• Exercise description
In the extract on CRR and SLR below, change "thesis" to "study" throughout the part that opens with the words "Title - The" and closes with "the management course.", then give that part again.

Title - The study of changes in CRR
and SLR during the decade 2002 to 2012
Table of Contents
Introduction
Background
Cash
Reserve Ration(CRR) and Statutory Liquidity Ratio (SLR) are two important
reserve ratios applicable to banks. These are also tools that the Reserve Bank
of India uses in the conduct of its monetary policy. The purpose of this thesis
is to analyze the changes in these
reserve ratios through the last decade. The content of this thesis is based on
RBI’s Master Circular on the subject and my own practical knowledge gained
through the management course.
Definition
CRR - The
Cash Reserve Ratio
CRR is
that proportion of a bank’s Net Demand and Time Liabilities (NDTL) that it has
to keep as cash deposits with RBI. Cash deposits do not mean physical cash, but
a credit balance in a current account that every bank maintains at RBI.
This
proportion is specified by RBI and could change from time to time. Currently
(on the date this piece is being published), CRR is 4.75%.CRR is governed by
the provisions of Section 42 of the Reserve Bank of India Act, 1934. There is
no minimum level of CRR. We could go upto zero CRR (negative values are of
course absurd). Similarly, there is no maximum. In theory, CRR can go upto
100%, which would mean RBI impounding the entire NDTL as a cash reserve. Until
the RBI Act was amended in 2007, the minimum value of CRR was statutorily fixed
at 3% and the maximum was fixed at 20%. Both these limits (lower and upper)
were removed by the amendment which came into effect in early 2007.
SLR - Statutory Liquidity Ratio
SLR
is that proportion of a bank’s Net Demand and Time Liabilities (NDTL)

• Dataset content

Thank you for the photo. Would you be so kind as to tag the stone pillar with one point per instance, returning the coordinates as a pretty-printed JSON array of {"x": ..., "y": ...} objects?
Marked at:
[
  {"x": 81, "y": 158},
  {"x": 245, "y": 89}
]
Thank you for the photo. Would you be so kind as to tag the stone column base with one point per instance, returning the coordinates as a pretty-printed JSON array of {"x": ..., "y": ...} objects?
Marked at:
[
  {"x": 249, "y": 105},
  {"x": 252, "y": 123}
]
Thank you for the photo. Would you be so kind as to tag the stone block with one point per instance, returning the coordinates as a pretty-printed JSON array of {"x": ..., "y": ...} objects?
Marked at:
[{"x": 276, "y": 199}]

...

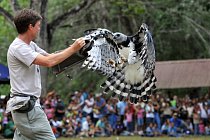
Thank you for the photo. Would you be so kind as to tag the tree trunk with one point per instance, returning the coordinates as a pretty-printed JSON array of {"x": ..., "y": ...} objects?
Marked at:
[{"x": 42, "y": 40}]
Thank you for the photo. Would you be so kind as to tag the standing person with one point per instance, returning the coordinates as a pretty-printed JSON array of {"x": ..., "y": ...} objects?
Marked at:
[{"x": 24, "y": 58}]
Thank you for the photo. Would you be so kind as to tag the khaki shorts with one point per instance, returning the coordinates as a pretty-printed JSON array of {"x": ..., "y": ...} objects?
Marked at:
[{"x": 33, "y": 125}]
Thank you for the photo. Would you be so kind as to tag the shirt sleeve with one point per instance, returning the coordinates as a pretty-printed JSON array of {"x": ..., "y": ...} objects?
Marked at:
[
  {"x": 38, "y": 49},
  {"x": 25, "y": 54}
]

• Answer to the exercise
Title - The study of changes in CRR
and SLR during the decade 2002 to 2012
Table of Contents
Introduction
Background
Cash
Reserve Ration(CRR) and Statutory Liquidity Ratio (SLR) are two important
reserve ratios applicable to banks. These are also tools that the Reserve Bank
of India uses in the conduct of its monetary policy. The purpose of this study
is to analyze the changes in these
reserve ratios through the last decade. The content of this study is based on
RBI’s Master Circular on the subject and my own practical knowledge gained
through the management course.